→ EXERCISE TASK
Extract every line of the entries below that contains the string "cream", treating uppercase and lowercase as different.

[Object position labeling entries]

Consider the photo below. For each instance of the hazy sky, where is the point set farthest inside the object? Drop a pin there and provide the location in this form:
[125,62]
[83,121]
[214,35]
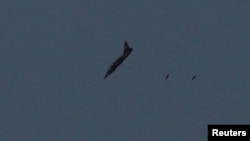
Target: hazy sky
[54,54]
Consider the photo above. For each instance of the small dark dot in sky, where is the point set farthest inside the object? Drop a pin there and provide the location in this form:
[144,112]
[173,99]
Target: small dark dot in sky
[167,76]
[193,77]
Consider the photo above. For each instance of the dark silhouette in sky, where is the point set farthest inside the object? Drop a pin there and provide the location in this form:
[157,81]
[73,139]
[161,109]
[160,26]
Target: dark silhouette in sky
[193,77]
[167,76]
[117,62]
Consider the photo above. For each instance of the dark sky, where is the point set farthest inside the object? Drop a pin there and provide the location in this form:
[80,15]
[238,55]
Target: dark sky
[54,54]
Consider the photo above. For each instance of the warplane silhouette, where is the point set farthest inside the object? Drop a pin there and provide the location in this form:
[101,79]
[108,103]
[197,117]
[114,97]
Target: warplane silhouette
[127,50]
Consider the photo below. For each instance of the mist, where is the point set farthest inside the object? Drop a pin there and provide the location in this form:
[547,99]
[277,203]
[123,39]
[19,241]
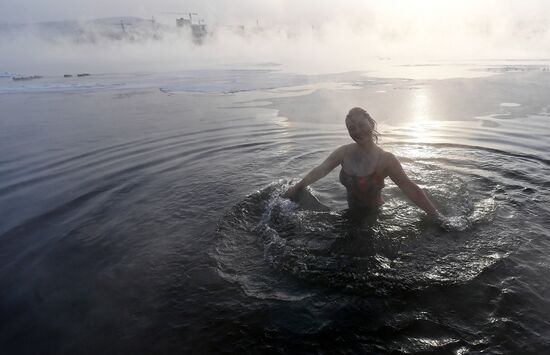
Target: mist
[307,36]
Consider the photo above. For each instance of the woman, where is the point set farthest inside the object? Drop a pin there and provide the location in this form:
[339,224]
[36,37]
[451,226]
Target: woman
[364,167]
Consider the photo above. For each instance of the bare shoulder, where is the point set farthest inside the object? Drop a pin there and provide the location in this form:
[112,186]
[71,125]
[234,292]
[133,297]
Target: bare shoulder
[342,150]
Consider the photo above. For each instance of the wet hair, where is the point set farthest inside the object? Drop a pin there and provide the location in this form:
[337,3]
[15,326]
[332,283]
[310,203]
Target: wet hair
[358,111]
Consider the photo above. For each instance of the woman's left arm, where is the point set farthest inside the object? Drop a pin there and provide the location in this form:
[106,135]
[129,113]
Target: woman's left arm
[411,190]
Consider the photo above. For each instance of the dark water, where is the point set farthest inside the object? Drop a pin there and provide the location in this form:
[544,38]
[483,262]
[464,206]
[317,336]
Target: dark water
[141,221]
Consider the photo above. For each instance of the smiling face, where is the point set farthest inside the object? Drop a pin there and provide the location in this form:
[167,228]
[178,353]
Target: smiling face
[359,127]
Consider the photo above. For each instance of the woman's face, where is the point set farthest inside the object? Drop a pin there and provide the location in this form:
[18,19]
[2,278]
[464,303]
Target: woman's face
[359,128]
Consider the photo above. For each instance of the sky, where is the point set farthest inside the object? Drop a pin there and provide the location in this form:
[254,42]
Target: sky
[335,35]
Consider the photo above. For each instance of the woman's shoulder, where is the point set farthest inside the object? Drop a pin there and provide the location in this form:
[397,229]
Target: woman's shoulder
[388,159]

---

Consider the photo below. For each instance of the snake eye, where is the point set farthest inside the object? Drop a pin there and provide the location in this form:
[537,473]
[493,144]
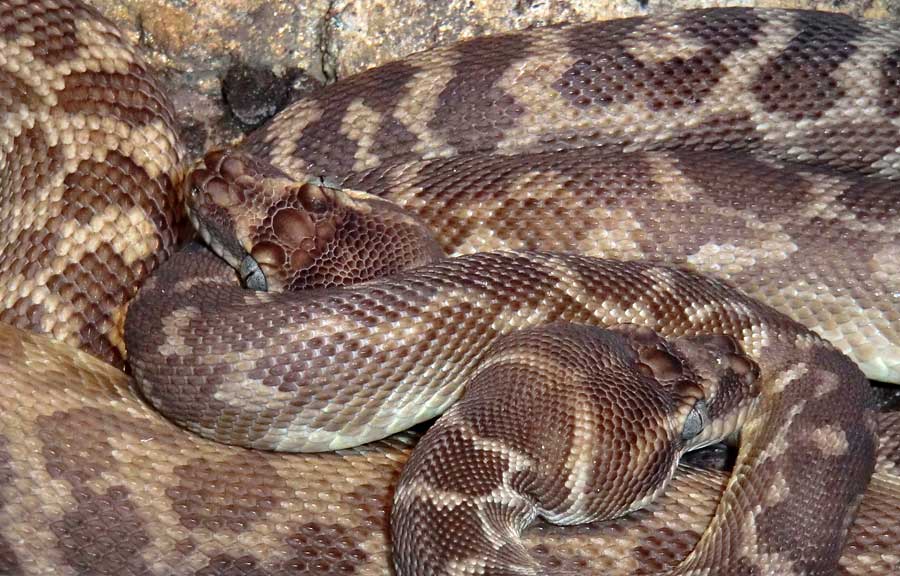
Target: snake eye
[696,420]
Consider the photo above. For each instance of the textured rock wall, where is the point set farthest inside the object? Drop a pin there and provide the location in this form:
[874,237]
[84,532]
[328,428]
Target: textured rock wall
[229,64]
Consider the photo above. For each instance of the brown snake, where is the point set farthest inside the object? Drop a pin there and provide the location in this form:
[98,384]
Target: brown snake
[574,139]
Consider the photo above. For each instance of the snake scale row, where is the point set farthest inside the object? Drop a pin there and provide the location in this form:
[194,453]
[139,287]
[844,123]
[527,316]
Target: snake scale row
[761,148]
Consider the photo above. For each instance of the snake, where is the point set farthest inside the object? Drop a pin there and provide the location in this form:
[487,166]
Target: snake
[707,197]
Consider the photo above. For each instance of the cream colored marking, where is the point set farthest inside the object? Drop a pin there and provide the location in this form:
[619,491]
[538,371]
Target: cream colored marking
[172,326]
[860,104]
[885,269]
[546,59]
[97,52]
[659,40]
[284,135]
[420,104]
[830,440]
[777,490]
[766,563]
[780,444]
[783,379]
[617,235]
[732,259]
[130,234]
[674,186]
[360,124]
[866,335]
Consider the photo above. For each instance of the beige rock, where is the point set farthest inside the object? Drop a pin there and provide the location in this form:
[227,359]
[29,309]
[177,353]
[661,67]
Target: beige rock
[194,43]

==

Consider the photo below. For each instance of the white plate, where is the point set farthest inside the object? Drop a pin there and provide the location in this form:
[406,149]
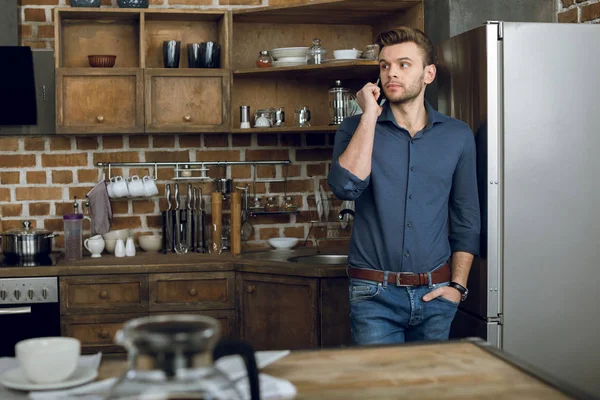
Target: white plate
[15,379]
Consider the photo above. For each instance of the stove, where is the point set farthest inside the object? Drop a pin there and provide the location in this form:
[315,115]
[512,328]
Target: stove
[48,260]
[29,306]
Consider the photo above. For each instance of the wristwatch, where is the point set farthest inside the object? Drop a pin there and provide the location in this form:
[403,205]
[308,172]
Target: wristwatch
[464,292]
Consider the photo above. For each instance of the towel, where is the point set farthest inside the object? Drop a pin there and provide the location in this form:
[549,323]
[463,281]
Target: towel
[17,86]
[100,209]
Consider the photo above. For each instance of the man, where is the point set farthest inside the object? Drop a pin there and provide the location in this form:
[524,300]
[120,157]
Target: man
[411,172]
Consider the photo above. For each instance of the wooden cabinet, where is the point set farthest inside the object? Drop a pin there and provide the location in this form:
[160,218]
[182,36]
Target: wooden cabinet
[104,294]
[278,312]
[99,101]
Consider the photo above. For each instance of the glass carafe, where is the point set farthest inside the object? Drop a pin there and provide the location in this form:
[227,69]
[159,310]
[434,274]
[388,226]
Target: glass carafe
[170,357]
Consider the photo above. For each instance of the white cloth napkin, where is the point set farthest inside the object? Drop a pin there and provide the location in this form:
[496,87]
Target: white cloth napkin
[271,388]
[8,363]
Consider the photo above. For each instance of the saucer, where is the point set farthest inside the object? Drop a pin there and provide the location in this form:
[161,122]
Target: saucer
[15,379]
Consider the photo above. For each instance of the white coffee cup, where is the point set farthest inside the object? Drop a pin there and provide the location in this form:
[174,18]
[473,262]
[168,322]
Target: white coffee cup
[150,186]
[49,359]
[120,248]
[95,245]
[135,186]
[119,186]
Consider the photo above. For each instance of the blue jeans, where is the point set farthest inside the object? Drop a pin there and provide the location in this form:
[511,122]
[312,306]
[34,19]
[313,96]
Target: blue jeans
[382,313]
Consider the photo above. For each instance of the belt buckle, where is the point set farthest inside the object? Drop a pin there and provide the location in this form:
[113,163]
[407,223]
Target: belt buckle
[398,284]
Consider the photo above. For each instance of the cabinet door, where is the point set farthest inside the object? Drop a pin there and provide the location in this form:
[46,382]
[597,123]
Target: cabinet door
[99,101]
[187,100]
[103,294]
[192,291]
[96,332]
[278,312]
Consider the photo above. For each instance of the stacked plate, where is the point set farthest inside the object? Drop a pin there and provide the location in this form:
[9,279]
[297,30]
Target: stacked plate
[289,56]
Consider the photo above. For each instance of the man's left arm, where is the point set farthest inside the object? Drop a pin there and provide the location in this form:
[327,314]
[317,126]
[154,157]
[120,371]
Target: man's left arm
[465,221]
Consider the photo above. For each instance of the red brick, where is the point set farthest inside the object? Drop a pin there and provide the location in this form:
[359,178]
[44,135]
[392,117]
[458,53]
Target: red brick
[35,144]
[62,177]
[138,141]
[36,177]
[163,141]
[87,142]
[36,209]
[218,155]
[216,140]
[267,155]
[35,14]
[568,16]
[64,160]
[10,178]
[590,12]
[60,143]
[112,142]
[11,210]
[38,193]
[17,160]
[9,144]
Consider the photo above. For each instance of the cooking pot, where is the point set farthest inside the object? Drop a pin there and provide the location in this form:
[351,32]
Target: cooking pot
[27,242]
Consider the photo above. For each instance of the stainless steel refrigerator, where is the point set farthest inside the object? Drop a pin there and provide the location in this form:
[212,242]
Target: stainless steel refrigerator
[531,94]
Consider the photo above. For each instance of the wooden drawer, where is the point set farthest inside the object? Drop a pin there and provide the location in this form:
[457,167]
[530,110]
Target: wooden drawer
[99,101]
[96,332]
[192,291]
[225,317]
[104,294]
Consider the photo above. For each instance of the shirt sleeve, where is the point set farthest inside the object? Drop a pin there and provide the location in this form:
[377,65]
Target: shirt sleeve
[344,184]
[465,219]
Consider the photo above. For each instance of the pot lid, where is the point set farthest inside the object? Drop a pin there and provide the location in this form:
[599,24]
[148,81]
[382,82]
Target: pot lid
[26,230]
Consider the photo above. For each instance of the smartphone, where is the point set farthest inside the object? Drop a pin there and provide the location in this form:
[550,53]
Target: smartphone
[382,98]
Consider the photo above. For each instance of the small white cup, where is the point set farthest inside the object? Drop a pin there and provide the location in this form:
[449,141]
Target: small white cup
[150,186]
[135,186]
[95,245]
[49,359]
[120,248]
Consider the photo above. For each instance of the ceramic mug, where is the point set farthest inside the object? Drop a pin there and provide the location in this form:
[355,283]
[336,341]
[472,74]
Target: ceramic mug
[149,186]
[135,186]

→ RESPONSE TO THE TASK
Consider the photo above. For each instance of the cream colored marking, where is the point set farthest inside the object? Drop a pin there and provide the location in this form:
Target: cream colored marking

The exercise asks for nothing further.